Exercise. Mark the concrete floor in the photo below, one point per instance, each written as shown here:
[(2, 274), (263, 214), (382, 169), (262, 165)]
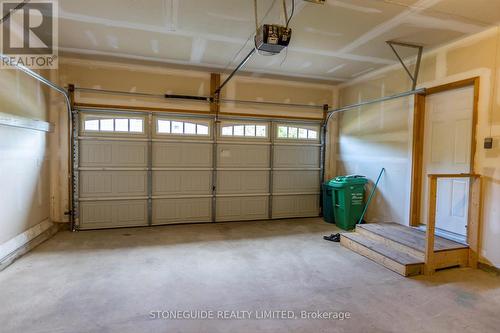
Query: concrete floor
[(110, 281)]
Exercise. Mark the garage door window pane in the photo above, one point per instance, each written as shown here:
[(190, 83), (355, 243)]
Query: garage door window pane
[(227, 131), (121, 125), (91, 125), (107, 125), (282, 132), (312, 135), (302, 133), (177, 127), (189, 128), (164, 126), (239, 130), (249, 130), (202, 130), (136, 125), (261, 131)]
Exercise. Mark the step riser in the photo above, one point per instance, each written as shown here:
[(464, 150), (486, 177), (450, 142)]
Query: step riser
[(391, 243), (404, 270)]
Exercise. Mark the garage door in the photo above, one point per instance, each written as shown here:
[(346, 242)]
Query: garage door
[(139, 169)]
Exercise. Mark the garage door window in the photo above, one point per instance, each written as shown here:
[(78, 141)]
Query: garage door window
[(179, 127), (113, 125), (244, 130), (296, 133)]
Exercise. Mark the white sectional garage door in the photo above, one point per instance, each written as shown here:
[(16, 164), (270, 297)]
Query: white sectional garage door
[(140, 169)]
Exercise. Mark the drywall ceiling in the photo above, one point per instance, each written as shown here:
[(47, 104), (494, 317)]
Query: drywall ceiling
[(335, 42)]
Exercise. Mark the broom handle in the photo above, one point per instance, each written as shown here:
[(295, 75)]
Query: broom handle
[(371, 196)]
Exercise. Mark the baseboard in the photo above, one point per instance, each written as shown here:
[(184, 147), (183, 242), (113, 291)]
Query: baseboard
[(25, 242), (488, 268)]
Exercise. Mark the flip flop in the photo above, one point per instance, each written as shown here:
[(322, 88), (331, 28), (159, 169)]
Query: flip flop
[(332, 238)]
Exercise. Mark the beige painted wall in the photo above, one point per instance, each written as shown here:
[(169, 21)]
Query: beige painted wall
[(380, 135), (24, 157)]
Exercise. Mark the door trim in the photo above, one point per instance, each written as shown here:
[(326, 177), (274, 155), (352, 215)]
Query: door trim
[(418, 139)]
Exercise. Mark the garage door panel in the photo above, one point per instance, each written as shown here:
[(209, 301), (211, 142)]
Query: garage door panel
[(97, 184), (113, 154), (182, 210), (296, 181), (110, 214), (182, 182), (178, 154), (295, 206), (296, 156), (242, 156), (241, 182), (242, 208)]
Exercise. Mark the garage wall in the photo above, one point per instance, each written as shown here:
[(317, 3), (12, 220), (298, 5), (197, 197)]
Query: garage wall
[(24, 158), (380, 135)]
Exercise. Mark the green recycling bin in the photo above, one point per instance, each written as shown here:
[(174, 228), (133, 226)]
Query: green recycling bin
[(348, 200), (328, 202)]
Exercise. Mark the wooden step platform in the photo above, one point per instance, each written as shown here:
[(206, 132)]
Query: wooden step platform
[(402, 249)]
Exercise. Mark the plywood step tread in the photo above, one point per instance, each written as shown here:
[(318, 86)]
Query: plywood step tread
[(410, 237), (395, 255)]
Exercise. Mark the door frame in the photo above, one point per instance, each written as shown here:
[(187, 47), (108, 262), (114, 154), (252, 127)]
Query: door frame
[(418, 139)]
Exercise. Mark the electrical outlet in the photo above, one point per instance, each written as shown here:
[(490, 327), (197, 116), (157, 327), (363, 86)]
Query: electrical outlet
[(488, 143)]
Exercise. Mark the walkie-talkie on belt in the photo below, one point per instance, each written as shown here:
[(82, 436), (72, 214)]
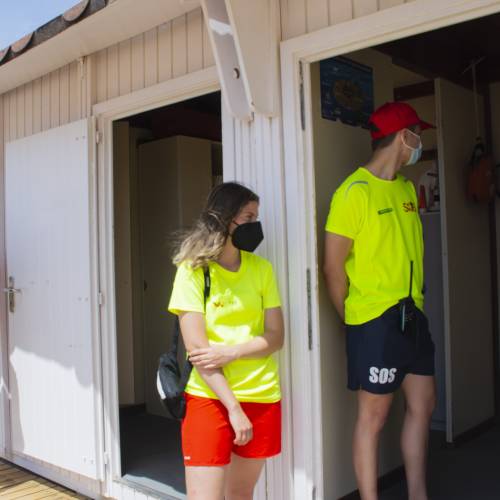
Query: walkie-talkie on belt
[(407, 305)]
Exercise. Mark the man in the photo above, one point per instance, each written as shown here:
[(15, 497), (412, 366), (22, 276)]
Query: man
[(374, 273)]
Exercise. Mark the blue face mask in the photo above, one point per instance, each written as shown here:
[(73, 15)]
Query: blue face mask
[(416, 153)]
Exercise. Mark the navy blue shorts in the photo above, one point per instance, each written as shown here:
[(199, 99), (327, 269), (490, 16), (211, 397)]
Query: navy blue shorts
[(379, 355)]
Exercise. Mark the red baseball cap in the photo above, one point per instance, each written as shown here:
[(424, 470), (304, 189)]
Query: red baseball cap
[(393, 117)]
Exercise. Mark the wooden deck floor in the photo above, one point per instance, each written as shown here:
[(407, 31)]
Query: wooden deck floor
[(16, 483)]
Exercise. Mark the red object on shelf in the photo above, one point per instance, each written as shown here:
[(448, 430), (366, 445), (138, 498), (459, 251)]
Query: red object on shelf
[(422, 202)]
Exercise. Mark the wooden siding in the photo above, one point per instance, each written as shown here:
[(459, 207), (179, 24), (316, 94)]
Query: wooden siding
[(168, 51), (305, 16)]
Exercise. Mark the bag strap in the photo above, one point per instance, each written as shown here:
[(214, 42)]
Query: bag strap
[(206, 294)]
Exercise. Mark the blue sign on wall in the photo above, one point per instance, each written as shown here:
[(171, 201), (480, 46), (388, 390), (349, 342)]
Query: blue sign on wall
[(346, 91)]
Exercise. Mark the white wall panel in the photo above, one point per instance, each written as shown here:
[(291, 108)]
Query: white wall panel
[(252, 155), (305, 16)]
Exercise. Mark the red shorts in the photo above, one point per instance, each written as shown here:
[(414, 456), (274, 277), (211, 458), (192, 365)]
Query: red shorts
[(207, 435)]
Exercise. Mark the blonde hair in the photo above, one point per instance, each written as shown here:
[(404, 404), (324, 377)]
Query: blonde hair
[(205, 241)]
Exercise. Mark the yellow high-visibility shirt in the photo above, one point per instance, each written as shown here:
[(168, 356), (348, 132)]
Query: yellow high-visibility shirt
[(234, 315), (382, 219)]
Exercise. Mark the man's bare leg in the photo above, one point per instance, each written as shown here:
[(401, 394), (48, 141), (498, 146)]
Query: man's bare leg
[(372, 414), (420, 394)]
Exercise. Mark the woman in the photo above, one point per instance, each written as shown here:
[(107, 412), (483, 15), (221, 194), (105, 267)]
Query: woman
[(233, 412)]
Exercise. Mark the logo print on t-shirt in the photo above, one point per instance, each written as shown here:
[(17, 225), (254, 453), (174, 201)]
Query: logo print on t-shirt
[(409, 206), (382, 375), (385, 211)]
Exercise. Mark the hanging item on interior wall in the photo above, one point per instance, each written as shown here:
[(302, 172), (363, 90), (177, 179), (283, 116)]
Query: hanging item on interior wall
[(481, 179), (429, 184), (481, 172), (346, 91)]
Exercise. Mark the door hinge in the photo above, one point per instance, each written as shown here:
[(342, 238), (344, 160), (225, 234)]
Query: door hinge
[(309, 309), (301, 96)]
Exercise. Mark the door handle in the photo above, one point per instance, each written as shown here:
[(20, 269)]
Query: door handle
[(11, 291)]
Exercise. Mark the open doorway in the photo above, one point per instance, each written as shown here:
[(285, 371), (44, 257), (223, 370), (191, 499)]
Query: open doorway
[(430, 72), (165, 162)]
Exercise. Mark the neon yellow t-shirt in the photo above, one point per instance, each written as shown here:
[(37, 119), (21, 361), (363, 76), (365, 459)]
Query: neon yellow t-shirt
[(234, 315), (382, 218)]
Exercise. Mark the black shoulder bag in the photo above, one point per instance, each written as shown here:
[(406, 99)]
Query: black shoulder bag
[(170, 381)]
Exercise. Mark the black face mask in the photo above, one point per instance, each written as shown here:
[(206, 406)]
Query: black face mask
[(247, 236)]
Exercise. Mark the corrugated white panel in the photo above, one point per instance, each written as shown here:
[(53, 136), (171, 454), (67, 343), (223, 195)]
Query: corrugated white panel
[(305, 16), (51, 346), (171, 50), (50, 101), (253, 156)]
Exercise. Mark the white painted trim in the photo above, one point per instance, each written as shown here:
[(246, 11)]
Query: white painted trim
[(446, 281), (386, 25), (80, 484), (169, 92)]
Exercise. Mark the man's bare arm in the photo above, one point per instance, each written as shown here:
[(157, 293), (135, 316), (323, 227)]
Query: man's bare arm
[(337, 249)]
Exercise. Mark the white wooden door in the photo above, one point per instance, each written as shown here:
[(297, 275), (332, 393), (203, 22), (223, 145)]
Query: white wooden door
[(466, 267), (52, 333)]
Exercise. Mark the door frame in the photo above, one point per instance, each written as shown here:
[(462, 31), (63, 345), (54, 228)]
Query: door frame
[(297, 55), (172, 91)]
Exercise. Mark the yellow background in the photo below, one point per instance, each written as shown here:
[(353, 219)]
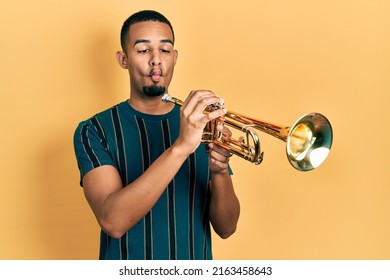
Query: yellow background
[(274, 60)]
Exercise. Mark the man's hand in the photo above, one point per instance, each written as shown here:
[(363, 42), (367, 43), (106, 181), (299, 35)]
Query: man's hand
[(219, 157), (193, 119)]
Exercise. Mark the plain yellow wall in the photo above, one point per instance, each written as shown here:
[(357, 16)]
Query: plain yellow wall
[(274, 60)]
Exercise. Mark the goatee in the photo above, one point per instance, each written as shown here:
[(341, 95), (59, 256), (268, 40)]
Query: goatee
[(153, 91)]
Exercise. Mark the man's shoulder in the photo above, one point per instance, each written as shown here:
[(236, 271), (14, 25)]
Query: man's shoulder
[(100, 117)]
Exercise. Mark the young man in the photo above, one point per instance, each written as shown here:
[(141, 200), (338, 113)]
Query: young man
[(153, 188)]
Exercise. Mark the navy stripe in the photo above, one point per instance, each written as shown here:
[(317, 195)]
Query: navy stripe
[(87, 147), (99, 129), (122, 168), (146, 163), (192, 169), (171, 198)]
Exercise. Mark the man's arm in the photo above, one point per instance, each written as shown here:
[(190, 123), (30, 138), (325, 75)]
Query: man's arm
[(224, 204)]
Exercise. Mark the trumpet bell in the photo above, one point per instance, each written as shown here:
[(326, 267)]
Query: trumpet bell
[(309, 141)]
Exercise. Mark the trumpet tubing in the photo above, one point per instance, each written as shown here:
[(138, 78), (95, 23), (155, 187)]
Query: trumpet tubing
[(308, 140)]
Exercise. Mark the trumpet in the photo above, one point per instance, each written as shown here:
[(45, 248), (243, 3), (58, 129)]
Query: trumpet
[(308, 140)]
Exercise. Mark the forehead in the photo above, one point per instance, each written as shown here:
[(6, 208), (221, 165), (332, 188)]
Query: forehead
[(149, 30)]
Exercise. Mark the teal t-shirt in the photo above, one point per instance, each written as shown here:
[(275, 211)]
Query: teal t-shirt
[(177, 227)]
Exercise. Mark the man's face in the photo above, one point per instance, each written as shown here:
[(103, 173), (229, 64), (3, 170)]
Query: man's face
[(150, 57)]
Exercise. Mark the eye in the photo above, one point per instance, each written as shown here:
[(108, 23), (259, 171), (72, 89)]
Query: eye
[(143, 51)]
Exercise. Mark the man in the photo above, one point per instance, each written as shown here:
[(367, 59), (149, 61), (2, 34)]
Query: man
[(153, 188)]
───
TASK STATEMENT:
The answer is to be the lines of the listing from the first through the one with "[(322, 88), (331, 28), (159, 169)]", reproduced exactly, without any pictures.

OUTPUT BELOW:
Exercise. Mark the concrete floor in the photo below, one point per instance, each written as shown here:
[(2, 274), (263, 214), (382, 169), (262, 165)]
Query: concrete floor
[(110, 281)]
Exercise. Mark the garage door window pane in the photo above, one point per instance, each written as shown here:
[(190, 83), (355, 243)]
Query: garage door window pane
[(227, 131), (121, 125), (91, 125), (107, 125), (282, 132), (312, 135), (302, 133), (177, 127), (189, 128), (164, 126), (239, 130), (249, 130), (202, 130), (136, 125), (261, 131)]
Exercise. Mark the step riser in the photo above, one point per instance, each written as shown here:
[(464, 150), (486, 177), (450, 142)]
Query: step riser
[(391, 243), (404, 270)]
Exercise. Mark the garage door in the photo above, one point per instance, each written as shown here:
[(346, 242)]
Query: garage door
[(139, 169)]
Exercise. Mark the garage door window in the photo above, one point per instance, each written as shown here:
[(78, 141)]
Query: garage door window
[(179, 127), (113, 125), (244, 130), (296, 133)]
Exercise. Mark the white sectional garage door in the photo above, one point per instance, each written as shown here:
[(16, 164), (270, 297)]
Query: white sectional garage door
[(140, 169)]
Exercise. Mark the drywall ceiling in the photo above, one point per instance, each written as shown here:
[(47, 104), (494, 317)]
Query: drywall ceiling
[(335, 42)]
Exercise. Mark the broom handle in the photo above, one point per instance, each written as shown here:
[(295, 75)]
Query: broom handle
[(371, 196)]
Exercise. Mark the baseboard in the photo above, one point per instance, each written as shown here:
[(184, 147), (183, 242), (113, 291)]
Query: baseboard
[(25, 242), (488, 268)]
Exercise. Mark the flip flop in the photo above, one point per instance, each written as shown here:
[(322, 88), (331, 28), (159, 169)]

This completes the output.